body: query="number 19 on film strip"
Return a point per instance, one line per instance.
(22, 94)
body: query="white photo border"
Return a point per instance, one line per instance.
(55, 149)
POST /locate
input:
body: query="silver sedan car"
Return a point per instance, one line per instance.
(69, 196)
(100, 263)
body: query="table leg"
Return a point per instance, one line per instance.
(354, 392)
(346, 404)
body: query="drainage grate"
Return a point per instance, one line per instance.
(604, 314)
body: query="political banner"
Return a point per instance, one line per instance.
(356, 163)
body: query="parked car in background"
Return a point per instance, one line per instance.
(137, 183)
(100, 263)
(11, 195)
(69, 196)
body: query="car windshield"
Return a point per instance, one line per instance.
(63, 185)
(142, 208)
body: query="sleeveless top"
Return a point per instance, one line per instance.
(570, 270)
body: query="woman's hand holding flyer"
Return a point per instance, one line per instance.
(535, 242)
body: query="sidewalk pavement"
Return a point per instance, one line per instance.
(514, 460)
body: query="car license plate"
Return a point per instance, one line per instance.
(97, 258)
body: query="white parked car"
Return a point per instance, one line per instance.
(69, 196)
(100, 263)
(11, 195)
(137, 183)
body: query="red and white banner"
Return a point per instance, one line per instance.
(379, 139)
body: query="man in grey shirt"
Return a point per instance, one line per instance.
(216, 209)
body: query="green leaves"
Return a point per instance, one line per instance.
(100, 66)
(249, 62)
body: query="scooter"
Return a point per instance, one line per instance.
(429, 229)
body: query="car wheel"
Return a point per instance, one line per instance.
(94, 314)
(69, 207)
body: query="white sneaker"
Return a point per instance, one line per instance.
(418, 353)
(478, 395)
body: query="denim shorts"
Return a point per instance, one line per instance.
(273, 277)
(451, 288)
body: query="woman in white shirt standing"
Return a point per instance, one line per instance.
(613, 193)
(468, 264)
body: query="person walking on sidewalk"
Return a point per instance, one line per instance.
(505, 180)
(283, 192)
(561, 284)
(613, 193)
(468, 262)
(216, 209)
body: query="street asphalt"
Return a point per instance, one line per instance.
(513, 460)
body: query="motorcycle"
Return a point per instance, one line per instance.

************

**Aim:** Quote each line above in full, word for word.

**Solution for this problem:**
body: query="number 19 on film strip"
Return a point per instance, one line per instance.
(22, 94)
body: query="white photo border"
Return a point per instance, one line per instance.
(55, 149)
POST /locate
input:
body: query="silver sedan car"
Return a point per instance, one line per instance.
(69, 196)
(100, 263)
body: query="table leg"
Return a point per instance, one line per instance.
(354, 392)
(346, 404)
body: query="drainage grate"
Return a point per instance, one line per instance.
(604, 314)
body: query="political banner"
Return a point per instance, one line per instance.
(356, 163)
body: query="parked car in background"
Return a point per instance, one line per instance.
(137, 183)
(100, 263)
(11, 195)
(69, 196)
body: query="car windshield"
Return a point per instance, one line per instance.
(63, 185)
(142, 208)
body: query="sleeveless top"
Return a point per instance, one line per instance.
(570, 270)
body: query="woman's hand holding flyer"
Return a point per instance, one line per instance.
(535, 242)
body: query="sidewalk pavement"
Return a point per instance, one line per instance.
(514, 460)
body: query="car license plate"
Return a point per instance, one line per instance.
(97, 258)
body: query="white parked car"
Return a point per instance, one line per instance.
(69, 196)
(100, 263)
(11, 195)
(137, 183)
body: query="red and white banner"
Return a point per instance, one line per instance.
(379, 139)
body: query="man in grey shirt"
Return a point per instance, one line per instance.
(216, 209)
body: query="green leaves"
Return a point per instance, one line per instance.
(100, 66)
(249, 62)
body: query="scooter"
Return a point per instance, one line per instance.
(429, 229)
body: query="car wheel"
Return a point per instance, one line per instance.
(94, 314)
(69, 207)
body: query="white sneaker"
Return a point per instance, one line per instance.
(418, 353)
(478, 395)
body: query="denim shorts"
Return a point per instance, one line per instance.
(273, 277)
(451, 288)
body: query="woman in white shirt standing"
Return a point per instance, one line per instance.
(613, 193)
(468, 264)
body: query="person walking on sidewalk"
Return a point per instance, one line per instance.
(505, 180)
(283, 192)
(561, 284)
(613, 193)
(468, 262)
(216, 209)
body: query="street asphalt"
Return a point per instance, one line per instance.
(513, 460)
body: query="motorcycle"
Return a point per instance, one line per instance.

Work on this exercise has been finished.